Point-per-instance localization data:

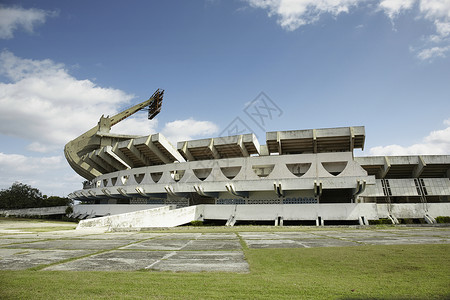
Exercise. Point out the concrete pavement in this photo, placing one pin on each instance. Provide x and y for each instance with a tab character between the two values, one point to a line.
191	252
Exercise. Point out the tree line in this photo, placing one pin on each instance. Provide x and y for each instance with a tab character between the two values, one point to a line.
21	195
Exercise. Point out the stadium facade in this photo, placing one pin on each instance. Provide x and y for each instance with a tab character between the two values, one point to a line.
306	176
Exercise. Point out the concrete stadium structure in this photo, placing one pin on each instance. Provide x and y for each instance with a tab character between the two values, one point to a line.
297	176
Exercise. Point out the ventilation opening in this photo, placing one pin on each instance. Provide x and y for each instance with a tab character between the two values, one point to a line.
298	169
334	168
202	174
230	172
177	175
341	222
336	196
156	176
299	222
139	177
263	170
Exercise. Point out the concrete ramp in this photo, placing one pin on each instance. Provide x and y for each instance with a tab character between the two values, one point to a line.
166	216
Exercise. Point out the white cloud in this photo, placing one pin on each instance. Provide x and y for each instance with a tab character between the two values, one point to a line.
13	18
292	14
51	175
183	130
44	104
429	53
437	142
393	8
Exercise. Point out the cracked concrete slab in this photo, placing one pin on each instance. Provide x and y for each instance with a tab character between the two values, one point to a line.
180	236
213	245
155	244
218	236
203	261
116	260
73	244
15	241
21	259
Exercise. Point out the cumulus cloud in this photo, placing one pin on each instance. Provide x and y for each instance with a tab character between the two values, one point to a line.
183	130
40	102
44	104
50	174
437	142
13	18
292	14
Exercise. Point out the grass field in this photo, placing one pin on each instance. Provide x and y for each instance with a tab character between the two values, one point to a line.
366	272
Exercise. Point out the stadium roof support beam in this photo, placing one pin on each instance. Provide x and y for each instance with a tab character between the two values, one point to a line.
342	139
352	139
137	154
86	159
156	151
419	168
241	145
213	150
97	162
116	150
385	168
110	160
186	153
108	151
314	141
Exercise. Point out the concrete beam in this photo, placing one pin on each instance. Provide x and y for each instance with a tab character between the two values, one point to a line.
242	146
115	149
95	156
186	153
109	150
314	141
213	149
352	139
419	168
386	167
88	160
155	150
138	155
116	165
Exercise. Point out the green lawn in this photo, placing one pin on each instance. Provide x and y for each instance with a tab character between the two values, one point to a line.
365	272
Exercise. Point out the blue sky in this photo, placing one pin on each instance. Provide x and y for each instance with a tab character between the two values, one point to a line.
383	64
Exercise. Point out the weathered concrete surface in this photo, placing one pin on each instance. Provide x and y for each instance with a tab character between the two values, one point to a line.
187	252
111	261
201	261
20	259
38	211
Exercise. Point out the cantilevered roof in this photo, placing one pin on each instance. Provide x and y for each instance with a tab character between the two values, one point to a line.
316	140
221	147
424	166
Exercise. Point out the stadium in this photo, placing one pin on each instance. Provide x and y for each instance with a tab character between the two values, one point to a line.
297	177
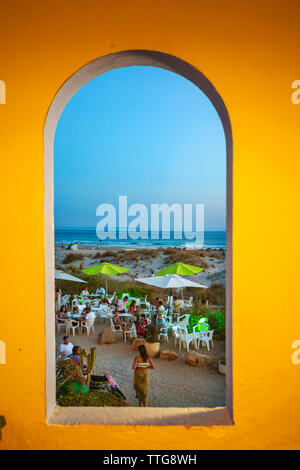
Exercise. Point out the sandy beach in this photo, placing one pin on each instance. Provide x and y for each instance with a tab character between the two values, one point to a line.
146	261
172	383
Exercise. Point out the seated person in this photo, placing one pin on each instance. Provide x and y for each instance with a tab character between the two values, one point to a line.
66	348
105	300
85	292
118	323
160	322
75	310
176	306
160	308
100	291
115	301
122	304
131	308
87	314
75	357
141	325
62	314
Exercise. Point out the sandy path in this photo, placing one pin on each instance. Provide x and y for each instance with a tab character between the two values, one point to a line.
172	383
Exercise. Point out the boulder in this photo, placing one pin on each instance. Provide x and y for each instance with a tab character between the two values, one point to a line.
197	360
168	355
136	343
152	348
106	336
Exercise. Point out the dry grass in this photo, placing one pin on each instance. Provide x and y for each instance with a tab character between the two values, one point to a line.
71	257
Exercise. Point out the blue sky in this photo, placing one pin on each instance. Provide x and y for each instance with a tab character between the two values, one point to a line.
143	132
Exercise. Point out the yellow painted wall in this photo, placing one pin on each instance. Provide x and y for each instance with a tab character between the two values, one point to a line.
249	51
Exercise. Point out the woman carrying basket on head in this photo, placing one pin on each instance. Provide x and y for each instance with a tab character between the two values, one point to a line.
140	366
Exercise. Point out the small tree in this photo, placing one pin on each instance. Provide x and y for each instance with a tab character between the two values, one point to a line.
90	363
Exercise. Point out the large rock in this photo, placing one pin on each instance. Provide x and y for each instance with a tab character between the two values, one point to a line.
106	337
197	360
152	349
136	343
168	355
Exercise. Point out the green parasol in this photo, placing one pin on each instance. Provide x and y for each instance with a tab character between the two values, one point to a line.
105	268
181	269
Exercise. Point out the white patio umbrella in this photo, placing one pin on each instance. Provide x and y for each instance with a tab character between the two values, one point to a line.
67	277
170	281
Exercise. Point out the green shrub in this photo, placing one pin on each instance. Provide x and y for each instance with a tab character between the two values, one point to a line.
70	257
94	398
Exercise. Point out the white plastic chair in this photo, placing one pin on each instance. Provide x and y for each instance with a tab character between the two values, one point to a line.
186	339
89	325
113	327
164	335
61	323
176	334
206	337
71	325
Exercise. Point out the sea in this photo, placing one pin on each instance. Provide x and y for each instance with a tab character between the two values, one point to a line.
88	236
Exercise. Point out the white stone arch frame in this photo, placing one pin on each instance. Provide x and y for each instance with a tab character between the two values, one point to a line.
130	415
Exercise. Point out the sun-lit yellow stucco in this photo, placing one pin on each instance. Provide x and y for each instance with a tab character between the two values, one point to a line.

▸ **Task brief**:
The reply must contain every entry above, exactly as written, and none of the pictures.

▸ **Completed task**:
Exercise. Point out the concrete pavement in this photo, placing one pin on each instance. Provide x and y for each instance with a tab character between the two values, one point to a line.
191	252
Exercise. Point out the tree line in this photo, placing one pin on each instance. Provide x and y for each instance with a tab character between the two values, one point to a line.
21	195
Exercise. Point out the stadium facade in this photo, placing one pin on each instance. Provide x and y for each instance with a tab character between the two values, one point to a line.
306	176
Exercise. Point out the concrete stadium structure in this photo, placing one pin on each instance. Provide x and y for each instance with a tab character between the two values, one point to a line.
297	176
Exercise. Point out the ventilation opening in this photo, placing one pin on each instance. Provide x and y for each instance with a tab character between the two values, one point to a line.
298	169
334	168
202	174
230	172
177	175
341	222
336	196
156	176
299	222
139	177
263	170
Exercise. Point out the concrete ramp in this photo, placing one pin on each instance. Provide x and y for each instance with a tab character between the two values, one point to a line.
166	216
Exercise. Point out the white cloud in this photo, placing one pin on each instance. Provide x and y for each instance with a tab character between the two values, one point to a line.
13	18
292	14
51	175
183	130
44	104
429	53
437	142
393	8
Exercise. Point out the cracked concrete slab in this photo, placing one pin on each instance. Provide x and y for each instance with a tab character between the two values, one point to a line.
180	236
213	245
155	244
218	236
203	261
116	260
73	244
15	241
21	259
Exercise. Point out the cumulus cloud in this photo, placing one pin on each instance. Provide x and y for each instance with a tab character between the two values, one point to a line.
183	130
40	102
44	104
50	174
437	142
13	18
292	14
Exercise. Point out the grass field in this photo, placing one pin on each instance. Provide x and y for each instance with a tab character between the two values, one point to a line.
366	272
Exercise. Point out the stadium roof support beam in this photo, placing one pin on each instance. Provide x and y for each instance with a tab character between the two values, one point to a line.
342	139
352	139
137	154
86	159
156	151
419	168
241	145
213	150
97	162
116	150
385	168
110	160
186	153
108	151
314	141
Exercise. Point out the concrete beam in this photo, placing one pin on each instance. Provide x and y for each instance with a tab character between the two values, one point to a line.
242	146
115	149
95	156
186	153
109	150
314	141
213	149
352	139
419	168
386	167
88	160
155	150
138	155
116	165
Exercise. Point out the green lawn in this photo, placing one pin on each instance. Provide x and y for each instance with a tab character between the two values, one point to a line.
365	272
Exercise. Point out the blue sky in this photo, placing one pin on each instance. Provide x and y for each instance with a tab character between the two values, one point to a line.
383	64
Exercise. Point out the weathered concrete surface in this photo, placing one pin on each instance. Provide x and y for each instance with a tab character between the two values, one point to a line.
187	252
111	261
201	261
20	259
38	211
Exercise. Point out the cantilevered roof in this photo, placing one pin on each instance. Provide x and y for each instance with a tab character between the two values, one point to a line.
316	140
221	147
424	166
Exercise. Point out the stadium in this photo, placing one pin on each instance. Provide x and y for each instance with a tab character between the two values, one point to a line.
297	177
Exercise. Point out the sandy beach in this photo, placing one pin on each instance. Provide x and y for each instance with a tab character between the two values, one point to a line.
146	261
172	383
Exercise. Point out the seated person in this photo, placing one pin on each instance. Provide x and y for each instance with a tab character between the two values, one point to a line.
66	348
105	300
85	292
118	323
160	322
75	310
176	306
160	308
100	291
115	301
122	304
131	308
87	314
75	357
141	325
62	314
Exercise. Point out the sandy path in this photo, placing one pin on each instance. Provide x and y for each instance with a tab character between the two values, one point to a line.
172	383
Exercise. Point out the boulder in this photo, placing one pin on each instance. Provide x and y for each instance with a tab character between the two values, one point to a line.
197	360
168	355
136	343
152	348
106	336
Exercise. Point out the dry grass in this photo, placing one pin on each instance. Provide x and y for each instance with a tab character between the two values, one point to a line.
71	257
Exercise. Point out the blue sky in this photo, placing one pin on each instance. Provide x and y for each instance with a tab character between the two values, one point to a line.
143	132
Exercise. Point out the yellow painted wall in this photo, placing one pin on each instance. Provide x and y for each instance with a tab character between the two values, one point to a line.
249	51
Exercise. Point out the woman carrying basket on head in this photo, placing one pin on each instance. Provide x and y for each instance with a tab character between the two values, one point to a line.
140	366
Exercise. Point out the small tree in this photo, placing one pin on each instance. Provide x and y for each instance with a tab character between the two values, one point to a line.
90	363
Exercise. Point out the large rock in this photo, placing one pin on each instance. Provide x and y for each instance with a tab character between the two values, one point to a line.
106	337
197	360
152	349
136	343
168	355
Exercise. Point out the green parasol in this photo, placing one pin on each instance. Provide x and y for each instance with a tab character between the two values, one point to a line.
105	268
181	269
Exercise. Point out the white patio umbrella in this photo, placing one pin on each instance. Provide x and y for each instance with a tab character between the two values, one point to a line.
67	277
170	281
Exercise. Point out the green shrub in this photo, placing one pin on each instance. Provide x and y for each instance with a tab character between the two values, one point to a line.
70	257
94	398
Exercise. Point out the white plastic chair in this photo, placing one pin on each instance. Provide x and y for each instance with a tab character between the two values, one point to a line.
186	339
89	325
113	327
164	335
61	323
176	334
206	337
71	325
Exercise. Point out the sea in this photo, placing one pin on each instance. Provide x and y for each instance with a tab character between the two values, one point to a line.
88	236
Exercise. Point out the white stone arch frame in this photo, placing one pin on each instance. Provide x and y for each instance with a tab character between the two values, one point to a line.
130	415
Exercise. Point out the sun-lit yellow stucco in this photo, placing one pin on each instance. Provide x and y for each instance with a tab character between the two values, one point to a line.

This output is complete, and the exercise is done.